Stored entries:
________________________________________
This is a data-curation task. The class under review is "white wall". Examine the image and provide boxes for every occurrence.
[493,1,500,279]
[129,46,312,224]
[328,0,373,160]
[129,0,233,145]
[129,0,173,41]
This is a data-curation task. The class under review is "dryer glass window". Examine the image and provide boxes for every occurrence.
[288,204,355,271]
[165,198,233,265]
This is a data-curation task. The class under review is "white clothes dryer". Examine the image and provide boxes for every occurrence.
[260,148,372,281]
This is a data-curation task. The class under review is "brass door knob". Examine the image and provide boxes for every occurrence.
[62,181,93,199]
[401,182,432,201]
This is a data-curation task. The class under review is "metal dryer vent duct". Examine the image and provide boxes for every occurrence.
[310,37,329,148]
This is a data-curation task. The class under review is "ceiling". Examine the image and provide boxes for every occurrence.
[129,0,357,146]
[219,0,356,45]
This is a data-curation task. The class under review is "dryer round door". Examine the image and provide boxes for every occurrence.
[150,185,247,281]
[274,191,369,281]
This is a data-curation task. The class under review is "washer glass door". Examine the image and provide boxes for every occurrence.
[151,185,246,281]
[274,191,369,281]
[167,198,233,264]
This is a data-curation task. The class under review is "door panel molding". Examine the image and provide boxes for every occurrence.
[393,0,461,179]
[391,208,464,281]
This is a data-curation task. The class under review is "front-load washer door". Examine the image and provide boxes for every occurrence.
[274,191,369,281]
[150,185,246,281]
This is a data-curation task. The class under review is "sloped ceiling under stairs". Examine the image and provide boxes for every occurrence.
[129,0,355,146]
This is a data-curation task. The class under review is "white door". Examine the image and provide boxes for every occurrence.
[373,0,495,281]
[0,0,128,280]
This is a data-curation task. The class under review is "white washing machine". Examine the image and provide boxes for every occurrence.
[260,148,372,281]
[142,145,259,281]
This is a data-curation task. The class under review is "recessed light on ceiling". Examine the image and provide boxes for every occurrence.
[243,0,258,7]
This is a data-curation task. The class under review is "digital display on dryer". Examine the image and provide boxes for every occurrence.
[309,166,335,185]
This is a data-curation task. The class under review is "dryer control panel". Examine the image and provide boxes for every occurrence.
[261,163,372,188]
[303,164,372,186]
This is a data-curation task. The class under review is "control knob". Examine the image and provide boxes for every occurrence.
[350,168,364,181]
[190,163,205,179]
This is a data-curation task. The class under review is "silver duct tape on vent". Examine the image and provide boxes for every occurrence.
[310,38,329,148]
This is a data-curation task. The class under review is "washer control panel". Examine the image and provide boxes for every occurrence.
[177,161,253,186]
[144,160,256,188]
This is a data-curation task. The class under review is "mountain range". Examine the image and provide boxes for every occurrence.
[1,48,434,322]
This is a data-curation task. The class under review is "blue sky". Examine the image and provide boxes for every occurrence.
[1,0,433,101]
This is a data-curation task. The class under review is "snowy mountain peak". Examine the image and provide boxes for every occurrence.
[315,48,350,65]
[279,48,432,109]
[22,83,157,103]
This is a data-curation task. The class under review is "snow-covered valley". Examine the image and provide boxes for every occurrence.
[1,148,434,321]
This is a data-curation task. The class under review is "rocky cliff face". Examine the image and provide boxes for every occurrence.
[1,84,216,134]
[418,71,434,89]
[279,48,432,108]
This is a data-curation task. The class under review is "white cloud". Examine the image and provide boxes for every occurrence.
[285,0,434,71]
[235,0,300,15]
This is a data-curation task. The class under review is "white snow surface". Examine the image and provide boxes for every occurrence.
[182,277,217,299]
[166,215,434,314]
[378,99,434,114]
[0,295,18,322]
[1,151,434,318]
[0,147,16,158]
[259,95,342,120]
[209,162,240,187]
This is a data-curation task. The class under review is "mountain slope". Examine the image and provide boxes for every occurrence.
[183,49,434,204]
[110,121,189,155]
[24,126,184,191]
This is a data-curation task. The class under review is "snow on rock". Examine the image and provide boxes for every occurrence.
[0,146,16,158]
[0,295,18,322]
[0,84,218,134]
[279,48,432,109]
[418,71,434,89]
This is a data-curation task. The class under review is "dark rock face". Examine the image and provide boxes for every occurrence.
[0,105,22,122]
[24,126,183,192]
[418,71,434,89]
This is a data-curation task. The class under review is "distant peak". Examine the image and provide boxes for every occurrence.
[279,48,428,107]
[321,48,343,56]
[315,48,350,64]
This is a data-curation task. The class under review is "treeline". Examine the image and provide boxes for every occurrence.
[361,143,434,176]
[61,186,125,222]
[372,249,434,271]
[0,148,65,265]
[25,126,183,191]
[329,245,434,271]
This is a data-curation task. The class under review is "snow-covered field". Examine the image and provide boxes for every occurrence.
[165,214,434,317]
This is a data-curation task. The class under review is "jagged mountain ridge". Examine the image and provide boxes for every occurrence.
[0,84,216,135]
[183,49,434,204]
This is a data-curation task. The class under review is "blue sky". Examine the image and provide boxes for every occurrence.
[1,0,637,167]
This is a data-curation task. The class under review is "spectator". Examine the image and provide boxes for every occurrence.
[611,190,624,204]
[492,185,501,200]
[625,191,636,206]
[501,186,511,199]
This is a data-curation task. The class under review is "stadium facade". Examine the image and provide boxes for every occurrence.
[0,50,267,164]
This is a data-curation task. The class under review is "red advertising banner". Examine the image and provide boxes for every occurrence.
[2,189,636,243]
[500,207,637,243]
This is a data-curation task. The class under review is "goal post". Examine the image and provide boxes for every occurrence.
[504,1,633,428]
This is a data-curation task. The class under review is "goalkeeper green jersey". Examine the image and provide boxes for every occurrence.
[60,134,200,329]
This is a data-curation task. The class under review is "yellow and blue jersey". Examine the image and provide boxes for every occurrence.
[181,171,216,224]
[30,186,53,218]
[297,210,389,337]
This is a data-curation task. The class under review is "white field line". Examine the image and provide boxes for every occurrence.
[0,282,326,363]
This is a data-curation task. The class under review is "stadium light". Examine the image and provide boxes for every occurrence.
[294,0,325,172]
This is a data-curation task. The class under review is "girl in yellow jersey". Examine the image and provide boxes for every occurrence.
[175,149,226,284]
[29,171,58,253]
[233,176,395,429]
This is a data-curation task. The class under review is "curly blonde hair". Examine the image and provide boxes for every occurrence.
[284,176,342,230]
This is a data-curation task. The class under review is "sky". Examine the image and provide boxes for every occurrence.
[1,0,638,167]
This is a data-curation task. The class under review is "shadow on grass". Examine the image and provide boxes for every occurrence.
________________________________________
Assignment:
Please return all of the records exactly as they appear.

Answer to the exercise:
This is a data-curation task. The class under review is "white wall". Examine the image and provide boxes for every occurrence.
[493,1,500,279]
[129,46,312,224]
[328,0,373,160]
[129,0,233,145]
[129,0,173,41]
This is a data-curation task. The class under review is "dryer glass window". Examine the image and provide boxes for every occurrence.
[288,204,355,271]
[165,198,233,265]
This is a data-curation task. The class under review is "white clothes dryer". Examine the image and provide boxes for every occurrence.
[260,148,372,281]
This is a data-curation task. The class under review is "brass door knob". Examine the image and provide boxes for every occurrence.
[62,181,93,199]
[401,182,432,201]
This is a data-curation task. The class under review is "metal dryer vent duct". Examine the image and provide boxes for every occurrence.
[310,37,329,148]
This is a data-curation task. The class under review is "ceiling". Examine the image and provide boxes for every occurrence.
[129,0,357,146]
[219,0,356,45]
This is a data-curation task. The class under review is "dryer round door". Examine the image and provide boxes for every occurrence.
[150,185,247,281]
[274,191,369,281]
This is a data-curation task. The class under review is "washer glass door". Examine the image and provide boxes for every occurrence.
[151,185,246,281]
[274,191,369,281]
[167,198,233,264]
This is a data-curation task. The class under review is "door panel molding". Examine the image and provide boxes for every occurrence.
[393,0,461,179]
[391,208,464,281]
This is a data-curation task. The class under review is "front-load washer door". Examine the image and provide boxes for every occurrence.
[274,191,369,281]
[150,185,246,281]
This is a data-curation task. The class under review is "sloped ceiling under stairs". Examine the image and provide boxes for every occurrence.
[129,0,355,146]
This is a data-curation task. The class under review is "white door". Examine the image and provide boxes for every occurrence.
[373,0,495,281]
[0,0,128,280]
This is a data-curation task. The class under review is "white washing machine". Examine the image and provide boxes for every occurrence.
[260,148,372,281]
[142,145,259,281]
This is a data-curation task. The class under review is "recessed light on ceiling". Examine the image and provide boxes for every occurrence.
[243,0,258,7]
This is a data-curation task. The class under review is "digital display on dryer". Examine the image and provide boxes for every occurrence.
[309,166,335,185]
This is a data-curation task. The class under review is "dryer control panel". Examine the image and provide boxes for every occurrence.
[261,163,372,188]
[303,164,372,186]
This is a data-curation task. The class under review is "control knob". Examine the image and provide boxes for every occurrence.
[350,168,364,181]
[190,163,205,179]
This is a data-curation task. The class under review is "silver duct tape on vent". Examine the image and provide boxes for every occurrence.
[310,38,329,148]
This is a data-curation task. The class under review is "washer control panel". Examine the image and provide boxes for every occurrence.
[177,161,253,186]
[144,160,256,188]
This is a data-curation task. The class under review is "mountain range". Examine the image and provide boxes for every occurrence.
[1,48,434,322]
This is a data-curation task. The class under review is "blue sky". Examine the image and provide boxes for every occurrence.
[1,0,433,101]
This is a data-curation task. The class under review is "snowy mountain peak". Examine the image and provide boxes for every occurrence.
[315,48,350,65]
[279,48,432,109]
[22,83,157,103]
This is a data-curation task. The class under review is "snow-covered valley". Examine the image and provide boxes for every occurrence.
[1,148,434,321]
This is a data-curation task. The class under review is "rocky cliff face". Examine the image and provide boxes for every occurrence.
[1,84,216,134]
[418,71,434,89]
[279,48,432,108]
This is a data-curation task. The class under review is "white cloud". Examine the image and provide boxes for every occurrence.
[285,0,434,71]
[235,0,300,15]
This is a data-curation task. The class under review is "white snow surface". Examine the image and provide boxes for every occurrence.
[182,277,217,299]
[166,215,434,314]
[378,99,434,114]
[0,295,18,322]
[1,151,434,318]
[0,147,16,158]
[259,95,342,120]
[209,162,240,187]
This is a data-curation task. The class under review is "mountain slope". Examine the image and provide boxes for every occurrence.
[183,49,434,204]
[110,121,189,155]
[24,126,184,191]
This is a data-curation task. The class under review is "snow on rock". Examine the image and provide boxes for every occurrence.
[0,146,16,158]
[0,295,18,322]
[0,84,218,134]
[279,48,432,109]
[418,71,434,89]
This is a data-curation task. The class under review is "dark rock face". Examine the image and provide boxes for every occurrence.
[0,105,22,122]
[24,126,183,192]
[418,71,434,89]
This is a data-curation task. The class under review is "distant peak". Examine the image and provide boxes for every occurrence.
[279,48,428,107]
[321,48,343,56]
[315,48,350,64]
This is a data-curation task. The class under review is "treeline". Examine the image and provide boxes for every occurrence.
[361,143,434,176]
[61,186,125,222]
[372,249,434,271]
[0,148,65,265]
[25,126,183,191]
[329,245,434,271]
This is a data-curation task. The class under review is "snow-covered field". Examine the image and provide boxes for every occurrence.
[165,214,434,317]
This is a data-curation task. The class under review is "jagged mountain ridge". Examine the image and provide boxes for every occurrence.
[0,84,216,135]
[183,49,434,204]
This is a data-curation task. The class under review is "blue sky". Examine the image and provide boxes for every occurrence.
[1,0,637,167]
This is a data-curation task. The class under review is "spectator". Examine the image and provide boxes for every occurrence.
[611,190,624,204]
[492,185,501,200]
[625,191,636,206]
[501,186,511,199]
This is a data-curation task. The class under review is "stadium facade". Examine the image and provide boxes for every occurrence.
[0,50,267,164]
This is a data-curation task. The class under review is "red advertising banner". Examine the image and provide boxes for every occurrence.
[2,189,636,243]
[500,207,637,243]
This is a data-curation task. The class under review is "goal post". Examine the image and provide boxes for every occurrence.
[504,1,633,428]
This is a data-curation task. The class under review is "goalkeeper green jersey". Examine the image and provide boxes for every occurrence.
[60,134,200,329]
This is a data-curation task. The class under review is "yellow and blue jersey". Examine the image and provide boxes for every occurrence.
[181,171,216,224]
[30,186,53,218]
[297,210,389,337]
This is a data-curation task. The class under review is "white field line". Examine the image and provide boxes for every occurrence.
[0,282,326,363]
This is a data-curation task. The class under review is "stadium light". Examine the image and provide boxes for every occurrence.
[294,0,325,172]
This is a data-curation task. The class under review is "girl in yellow jersey". Examine the image and provide boxes for every occurrence.
[175,149,226,284]
[29,171,58,253]
[233,176,395,429]
This is a data-curation task. The class under review is "curly blonde hair". Examine the image and provide boxes for every occurrence.
[284,176,342,230]
This is a data-curation task. The class under review is "sky". Examine the image and provide boxes for every occurrence.
[1,0,638,167]
This is a data-curation task. The class under review is "shadow on grass". Examine the image and provide boxes for every occurrence.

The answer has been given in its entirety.